→ **Passage for review**:
Republicans now control 32 statehouses, thanks to blatant, in-your-face gerrymandering (led in N.C. by "Frackin'" Bob Rucho of Matthews), and bucketfuls of corporate money, courtesy of the Supreme Court's Citizens United decision. In Raleigh last week, things took a disturbing turn, as GOP kingmaker Art Pope and his sock puppets took hold of the reins of power.

So far, the General Assembly has outdone even other GOP-controlled legislatures, unleashing some of the harshest changes to state priorities in living memory. Lawmakers refused to let the federal government buy health coverage for a half-million North Carolina Medicaid recipients, thus screwing not just the poor, but the sickest of the poor, which should qualify the lawmakers for the Jesse Helms Spiteful Nastiness Prize. According to McCrory, the system is so "broken," expanding it would just cause more problems. This shortsighted move means the state will lose out on the $2 billion per year in unemployment money the feds were ready to pour into our economy. I guess when you just don't give a damn about anything but your own wallet and a narrow ideology, the 25,000 jobs the N.C. Institute of Medicine says the Medicaid expansion would have created don't matter any more than those half-million low-income N.C. citizens do.

→ **Supplied information**:
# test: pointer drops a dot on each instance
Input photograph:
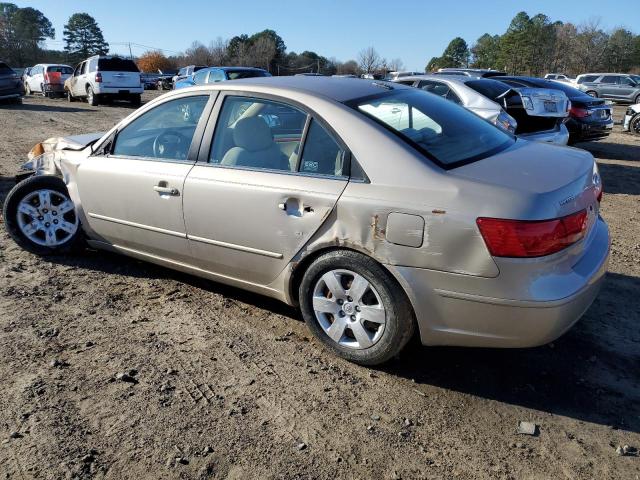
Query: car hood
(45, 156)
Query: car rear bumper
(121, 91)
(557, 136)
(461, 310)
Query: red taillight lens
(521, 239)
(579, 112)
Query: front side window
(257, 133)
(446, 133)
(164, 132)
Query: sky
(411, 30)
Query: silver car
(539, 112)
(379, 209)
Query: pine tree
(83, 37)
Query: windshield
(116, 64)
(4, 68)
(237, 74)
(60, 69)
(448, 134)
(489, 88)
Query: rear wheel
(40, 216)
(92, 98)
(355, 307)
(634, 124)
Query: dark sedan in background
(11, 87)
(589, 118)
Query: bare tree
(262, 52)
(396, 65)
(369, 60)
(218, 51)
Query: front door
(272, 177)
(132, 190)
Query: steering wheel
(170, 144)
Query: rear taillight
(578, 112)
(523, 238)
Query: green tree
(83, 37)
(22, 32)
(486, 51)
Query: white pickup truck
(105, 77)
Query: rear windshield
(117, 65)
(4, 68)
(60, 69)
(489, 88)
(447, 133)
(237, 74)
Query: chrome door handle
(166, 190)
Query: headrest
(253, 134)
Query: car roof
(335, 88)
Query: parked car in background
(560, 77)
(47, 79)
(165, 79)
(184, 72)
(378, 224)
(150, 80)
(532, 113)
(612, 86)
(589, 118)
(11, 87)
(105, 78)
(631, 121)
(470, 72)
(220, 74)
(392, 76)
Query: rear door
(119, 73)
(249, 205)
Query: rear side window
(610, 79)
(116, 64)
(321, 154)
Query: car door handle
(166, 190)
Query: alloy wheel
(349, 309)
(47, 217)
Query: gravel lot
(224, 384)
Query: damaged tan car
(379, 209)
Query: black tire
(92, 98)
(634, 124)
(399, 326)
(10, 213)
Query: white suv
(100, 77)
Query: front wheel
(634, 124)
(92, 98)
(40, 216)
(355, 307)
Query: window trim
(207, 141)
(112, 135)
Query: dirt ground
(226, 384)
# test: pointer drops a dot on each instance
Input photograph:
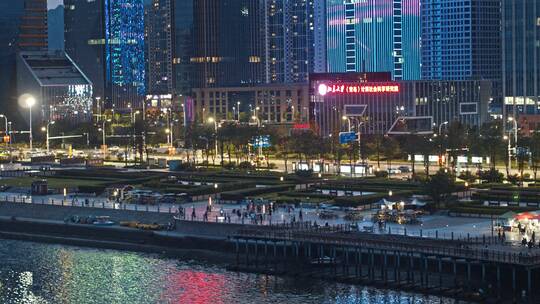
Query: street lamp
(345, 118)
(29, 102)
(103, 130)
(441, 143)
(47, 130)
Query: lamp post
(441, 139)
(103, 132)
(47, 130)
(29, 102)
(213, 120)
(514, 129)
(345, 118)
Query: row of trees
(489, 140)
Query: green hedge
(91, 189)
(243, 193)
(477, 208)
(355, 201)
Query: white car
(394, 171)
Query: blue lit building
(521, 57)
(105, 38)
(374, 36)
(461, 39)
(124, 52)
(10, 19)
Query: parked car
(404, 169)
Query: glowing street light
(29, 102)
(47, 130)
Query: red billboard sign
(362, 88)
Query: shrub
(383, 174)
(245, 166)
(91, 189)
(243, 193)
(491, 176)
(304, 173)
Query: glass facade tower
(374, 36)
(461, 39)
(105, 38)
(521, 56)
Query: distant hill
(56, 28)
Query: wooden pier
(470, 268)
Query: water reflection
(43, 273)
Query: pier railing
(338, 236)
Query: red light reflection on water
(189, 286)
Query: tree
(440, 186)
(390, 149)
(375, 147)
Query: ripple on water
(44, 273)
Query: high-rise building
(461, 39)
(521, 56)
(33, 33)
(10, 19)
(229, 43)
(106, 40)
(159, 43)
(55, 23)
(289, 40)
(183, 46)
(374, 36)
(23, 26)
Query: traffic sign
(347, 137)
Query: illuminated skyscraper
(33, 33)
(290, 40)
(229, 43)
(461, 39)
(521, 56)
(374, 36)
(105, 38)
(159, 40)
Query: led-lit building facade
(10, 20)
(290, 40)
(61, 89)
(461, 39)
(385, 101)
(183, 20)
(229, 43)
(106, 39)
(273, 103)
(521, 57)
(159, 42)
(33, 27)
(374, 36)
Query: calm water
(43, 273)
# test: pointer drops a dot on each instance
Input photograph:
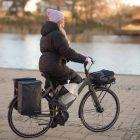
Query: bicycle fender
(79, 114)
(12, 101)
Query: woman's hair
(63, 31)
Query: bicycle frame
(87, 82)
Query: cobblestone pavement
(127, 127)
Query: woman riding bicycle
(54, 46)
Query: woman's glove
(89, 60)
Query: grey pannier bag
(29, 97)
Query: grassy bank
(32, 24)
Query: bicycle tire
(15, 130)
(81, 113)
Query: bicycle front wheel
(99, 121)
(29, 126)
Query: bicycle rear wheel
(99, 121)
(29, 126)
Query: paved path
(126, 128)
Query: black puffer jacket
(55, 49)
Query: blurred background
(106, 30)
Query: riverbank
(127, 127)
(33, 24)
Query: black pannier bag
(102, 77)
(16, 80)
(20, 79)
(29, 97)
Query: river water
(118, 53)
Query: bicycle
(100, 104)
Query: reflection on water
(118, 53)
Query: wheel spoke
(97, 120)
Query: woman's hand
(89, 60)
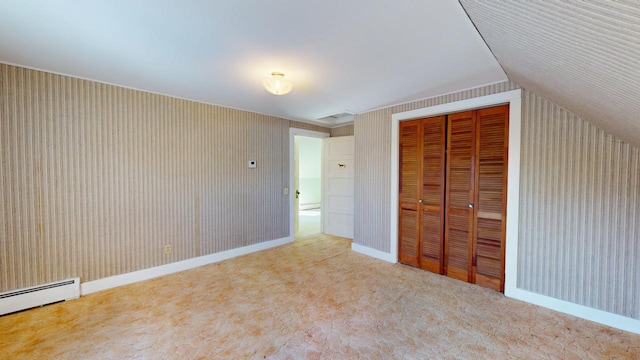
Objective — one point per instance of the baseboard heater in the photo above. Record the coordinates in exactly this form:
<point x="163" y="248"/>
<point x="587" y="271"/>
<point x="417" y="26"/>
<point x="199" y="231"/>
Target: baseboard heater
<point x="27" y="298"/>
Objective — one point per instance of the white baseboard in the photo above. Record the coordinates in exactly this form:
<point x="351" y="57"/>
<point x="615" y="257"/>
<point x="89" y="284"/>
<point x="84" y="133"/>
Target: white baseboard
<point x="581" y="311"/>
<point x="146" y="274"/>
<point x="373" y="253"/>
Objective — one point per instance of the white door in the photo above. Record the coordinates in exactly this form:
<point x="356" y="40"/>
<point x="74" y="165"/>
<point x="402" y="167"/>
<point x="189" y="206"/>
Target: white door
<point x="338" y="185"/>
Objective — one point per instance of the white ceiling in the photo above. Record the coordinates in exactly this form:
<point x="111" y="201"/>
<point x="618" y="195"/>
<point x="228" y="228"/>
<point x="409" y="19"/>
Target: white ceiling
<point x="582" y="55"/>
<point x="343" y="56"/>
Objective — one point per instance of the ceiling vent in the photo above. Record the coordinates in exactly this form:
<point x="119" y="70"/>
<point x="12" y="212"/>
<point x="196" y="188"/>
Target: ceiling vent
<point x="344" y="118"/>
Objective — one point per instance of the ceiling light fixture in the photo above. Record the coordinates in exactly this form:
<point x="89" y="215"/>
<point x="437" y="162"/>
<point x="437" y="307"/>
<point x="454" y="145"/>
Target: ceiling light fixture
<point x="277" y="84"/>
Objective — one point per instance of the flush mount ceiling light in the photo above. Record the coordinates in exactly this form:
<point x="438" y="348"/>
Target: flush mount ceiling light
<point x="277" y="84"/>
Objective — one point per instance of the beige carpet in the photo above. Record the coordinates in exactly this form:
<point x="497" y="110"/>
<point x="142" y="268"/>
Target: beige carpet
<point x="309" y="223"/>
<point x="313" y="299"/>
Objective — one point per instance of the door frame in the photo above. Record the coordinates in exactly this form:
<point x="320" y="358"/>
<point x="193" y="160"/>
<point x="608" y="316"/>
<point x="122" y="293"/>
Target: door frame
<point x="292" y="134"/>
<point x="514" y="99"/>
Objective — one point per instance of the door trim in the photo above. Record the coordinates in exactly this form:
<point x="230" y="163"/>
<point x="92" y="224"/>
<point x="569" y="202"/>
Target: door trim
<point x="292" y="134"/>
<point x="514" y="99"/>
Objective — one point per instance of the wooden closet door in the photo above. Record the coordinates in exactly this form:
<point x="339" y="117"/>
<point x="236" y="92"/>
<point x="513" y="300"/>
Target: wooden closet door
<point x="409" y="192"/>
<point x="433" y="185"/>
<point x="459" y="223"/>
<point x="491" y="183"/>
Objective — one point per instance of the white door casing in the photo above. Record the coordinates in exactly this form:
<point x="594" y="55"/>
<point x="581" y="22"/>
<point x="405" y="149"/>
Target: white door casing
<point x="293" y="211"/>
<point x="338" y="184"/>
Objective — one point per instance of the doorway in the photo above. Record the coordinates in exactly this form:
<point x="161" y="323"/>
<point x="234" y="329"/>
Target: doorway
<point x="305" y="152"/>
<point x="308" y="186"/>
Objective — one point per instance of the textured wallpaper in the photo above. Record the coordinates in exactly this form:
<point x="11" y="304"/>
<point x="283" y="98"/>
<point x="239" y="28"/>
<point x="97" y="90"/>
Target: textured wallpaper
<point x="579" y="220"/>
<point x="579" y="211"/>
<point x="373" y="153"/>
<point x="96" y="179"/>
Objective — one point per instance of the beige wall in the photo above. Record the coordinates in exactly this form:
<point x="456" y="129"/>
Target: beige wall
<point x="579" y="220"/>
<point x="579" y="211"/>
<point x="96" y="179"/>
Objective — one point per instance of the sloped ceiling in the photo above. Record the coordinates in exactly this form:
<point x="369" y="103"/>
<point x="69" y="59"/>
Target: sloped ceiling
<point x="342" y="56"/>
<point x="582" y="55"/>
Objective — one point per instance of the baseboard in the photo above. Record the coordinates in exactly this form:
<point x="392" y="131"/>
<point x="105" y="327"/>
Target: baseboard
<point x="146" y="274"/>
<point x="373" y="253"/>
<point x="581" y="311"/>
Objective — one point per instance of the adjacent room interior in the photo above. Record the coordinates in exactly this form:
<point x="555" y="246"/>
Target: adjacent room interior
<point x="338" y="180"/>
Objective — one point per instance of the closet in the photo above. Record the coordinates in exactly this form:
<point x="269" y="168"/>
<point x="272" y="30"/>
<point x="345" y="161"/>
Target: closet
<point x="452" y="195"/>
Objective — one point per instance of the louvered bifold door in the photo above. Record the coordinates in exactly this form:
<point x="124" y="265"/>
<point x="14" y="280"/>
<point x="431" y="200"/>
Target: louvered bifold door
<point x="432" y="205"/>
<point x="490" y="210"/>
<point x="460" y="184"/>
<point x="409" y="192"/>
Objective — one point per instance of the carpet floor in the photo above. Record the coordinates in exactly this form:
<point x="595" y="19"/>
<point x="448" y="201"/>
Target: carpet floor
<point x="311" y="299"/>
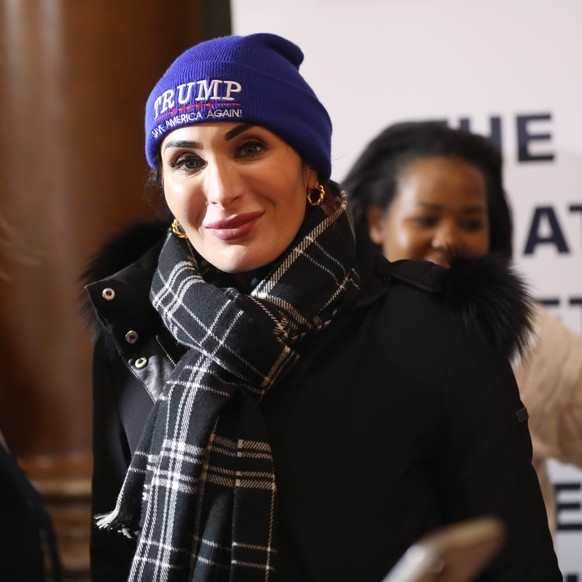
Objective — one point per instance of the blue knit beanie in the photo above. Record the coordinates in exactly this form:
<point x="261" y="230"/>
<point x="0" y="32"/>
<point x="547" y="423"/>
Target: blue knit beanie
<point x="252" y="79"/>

---

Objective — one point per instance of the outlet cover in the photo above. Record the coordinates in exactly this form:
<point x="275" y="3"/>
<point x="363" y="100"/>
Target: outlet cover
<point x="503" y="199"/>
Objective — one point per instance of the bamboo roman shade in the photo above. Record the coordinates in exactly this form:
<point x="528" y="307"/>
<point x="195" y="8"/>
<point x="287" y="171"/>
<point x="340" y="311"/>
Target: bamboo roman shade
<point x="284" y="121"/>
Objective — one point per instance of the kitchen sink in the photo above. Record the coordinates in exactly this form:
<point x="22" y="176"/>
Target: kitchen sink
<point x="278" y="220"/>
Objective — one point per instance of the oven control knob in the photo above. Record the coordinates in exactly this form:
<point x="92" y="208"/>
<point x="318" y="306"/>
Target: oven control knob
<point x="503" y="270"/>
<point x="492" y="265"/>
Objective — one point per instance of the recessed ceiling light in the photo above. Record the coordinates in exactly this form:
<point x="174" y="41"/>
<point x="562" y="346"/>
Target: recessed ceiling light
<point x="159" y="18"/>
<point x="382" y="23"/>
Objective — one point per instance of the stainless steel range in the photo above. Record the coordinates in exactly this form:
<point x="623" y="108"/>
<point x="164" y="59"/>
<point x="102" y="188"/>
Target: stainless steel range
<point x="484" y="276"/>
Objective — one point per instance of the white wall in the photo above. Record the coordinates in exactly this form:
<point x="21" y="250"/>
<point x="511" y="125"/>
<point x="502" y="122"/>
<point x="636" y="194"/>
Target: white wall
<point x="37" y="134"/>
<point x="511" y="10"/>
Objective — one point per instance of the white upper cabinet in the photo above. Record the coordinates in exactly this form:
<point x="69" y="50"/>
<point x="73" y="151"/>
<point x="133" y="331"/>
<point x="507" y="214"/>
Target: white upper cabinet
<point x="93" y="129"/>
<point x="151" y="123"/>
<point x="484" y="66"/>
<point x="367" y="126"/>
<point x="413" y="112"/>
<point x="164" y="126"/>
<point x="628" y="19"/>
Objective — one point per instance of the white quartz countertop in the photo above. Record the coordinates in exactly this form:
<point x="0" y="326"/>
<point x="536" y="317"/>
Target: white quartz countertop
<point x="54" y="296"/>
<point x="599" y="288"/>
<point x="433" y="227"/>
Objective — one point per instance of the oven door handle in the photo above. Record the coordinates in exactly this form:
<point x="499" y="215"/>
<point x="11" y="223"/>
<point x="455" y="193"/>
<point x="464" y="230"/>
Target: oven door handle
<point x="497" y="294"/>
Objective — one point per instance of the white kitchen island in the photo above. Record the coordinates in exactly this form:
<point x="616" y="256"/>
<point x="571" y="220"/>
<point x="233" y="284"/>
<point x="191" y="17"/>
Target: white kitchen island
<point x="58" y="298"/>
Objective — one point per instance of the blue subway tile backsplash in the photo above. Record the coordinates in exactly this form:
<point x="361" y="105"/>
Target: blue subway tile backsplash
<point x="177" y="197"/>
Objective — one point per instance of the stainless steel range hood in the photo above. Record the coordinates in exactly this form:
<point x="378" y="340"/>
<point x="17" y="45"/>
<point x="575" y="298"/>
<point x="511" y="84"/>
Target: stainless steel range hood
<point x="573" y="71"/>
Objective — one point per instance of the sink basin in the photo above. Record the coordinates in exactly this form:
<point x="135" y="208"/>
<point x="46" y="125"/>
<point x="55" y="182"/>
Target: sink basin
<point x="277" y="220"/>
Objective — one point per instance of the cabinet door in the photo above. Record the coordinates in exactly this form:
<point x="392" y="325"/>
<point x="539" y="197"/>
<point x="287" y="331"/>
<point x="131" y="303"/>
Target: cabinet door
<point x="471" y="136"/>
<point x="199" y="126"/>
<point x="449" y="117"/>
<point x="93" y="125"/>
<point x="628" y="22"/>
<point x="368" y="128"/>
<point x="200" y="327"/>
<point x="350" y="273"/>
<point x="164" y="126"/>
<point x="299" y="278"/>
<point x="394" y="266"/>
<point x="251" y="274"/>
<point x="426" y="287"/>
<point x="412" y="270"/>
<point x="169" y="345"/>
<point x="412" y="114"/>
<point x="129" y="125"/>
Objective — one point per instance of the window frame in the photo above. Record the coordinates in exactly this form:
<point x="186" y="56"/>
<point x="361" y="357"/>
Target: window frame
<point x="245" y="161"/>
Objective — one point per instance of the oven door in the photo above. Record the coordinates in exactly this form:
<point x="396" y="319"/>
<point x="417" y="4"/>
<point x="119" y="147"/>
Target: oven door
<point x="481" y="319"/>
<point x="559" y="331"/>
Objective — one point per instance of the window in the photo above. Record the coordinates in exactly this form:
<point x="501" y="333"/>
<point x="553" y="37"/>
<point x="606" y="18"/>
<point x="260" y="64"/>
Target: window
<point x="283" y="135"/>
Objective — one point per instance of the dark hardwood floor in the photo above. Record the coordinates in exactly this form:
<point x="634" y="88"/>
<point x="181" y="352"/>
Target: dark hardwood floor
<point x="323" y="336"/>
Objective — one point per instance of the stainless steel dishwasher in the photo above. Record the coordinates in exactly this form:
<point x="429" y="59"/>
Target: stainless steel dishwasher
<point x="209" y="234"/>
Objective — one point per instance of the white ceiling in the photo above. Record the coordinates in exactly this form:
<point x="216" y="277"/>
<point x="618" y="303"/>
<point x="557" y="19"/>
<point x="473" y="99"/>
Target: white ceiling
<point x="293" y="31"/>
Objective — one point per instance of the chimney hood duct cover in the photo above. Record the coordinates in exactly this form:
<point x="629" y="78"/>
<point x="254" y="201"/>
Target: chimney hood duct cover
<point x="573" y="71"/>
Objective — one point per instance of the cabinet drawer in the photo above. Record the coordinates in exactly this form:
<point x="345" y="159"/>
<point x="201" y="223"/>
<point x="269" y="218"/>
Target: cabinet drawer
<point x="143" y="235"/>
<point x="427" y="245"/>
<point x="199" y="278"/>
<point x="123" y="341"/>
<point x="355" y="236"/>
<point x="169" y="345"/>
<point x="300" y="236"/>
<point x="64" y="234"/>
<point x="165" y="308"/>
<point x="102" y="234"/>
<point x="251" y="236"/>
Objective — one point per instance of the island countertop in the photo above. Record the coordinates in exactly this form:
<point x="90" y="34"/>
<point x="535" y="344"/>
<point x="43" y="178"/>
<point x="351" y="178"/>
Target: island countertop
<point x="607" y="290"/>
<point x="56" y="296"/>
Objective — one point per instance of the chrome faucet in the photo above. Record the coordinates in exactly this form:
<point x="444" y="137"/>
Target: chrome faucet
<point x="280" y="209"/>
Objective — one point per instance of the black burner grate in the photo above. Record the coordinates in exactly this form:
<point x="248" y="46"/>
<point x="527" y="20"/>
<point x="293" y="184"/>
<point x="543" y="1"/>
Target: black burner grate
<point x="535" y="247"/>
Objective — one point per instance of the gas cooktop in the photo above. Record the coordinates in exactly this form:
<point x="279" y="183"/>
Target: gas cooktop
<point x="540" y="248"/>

→ **Task instructions**:
1. Copy everything in the passage about North Carolina's legislature from "Republicans now control" down to "reins of power.".
2. For each statement, say yes or no depending on whether it agrees with the passage about North Carolina's legislature, and quote the words that decide it: (a) Republicans control 32 statehouses. (b) Lawmakers accepted federal money to provide health coverage for Medicaid recipients. (c) The N.C. Institute of Medicine says the Medicaid expansion would have created 25,000 jobs.
Answer using only the passage about North Carolina's legislature, not the material.

→ **Per-task outputs**:
1.
Republicans now control 32 statehouses, thanks to blatant, in-your-face gerrymandering (led in N.C. by "Frackin'" Bob Rucho of Matthews), and bucketfuls of corporate money, courtesy of the Supreme Court's Citizens United decision. In Raleigh last week, things took a disturbing turn, as GOP kingmaker Art Pope and his sock puppets took hold of the reins of power.

2.
(a) Yes: "Republicans now control 32 statehouses"
(b) No: "Lawmakers refused to let the federal government buy health coverage for a half-million North Carolina Medicaid recipients"
(c) Yes: "the 25,000 jobs the N.C. Institute of Medicine says the Medicaid expansion would have created"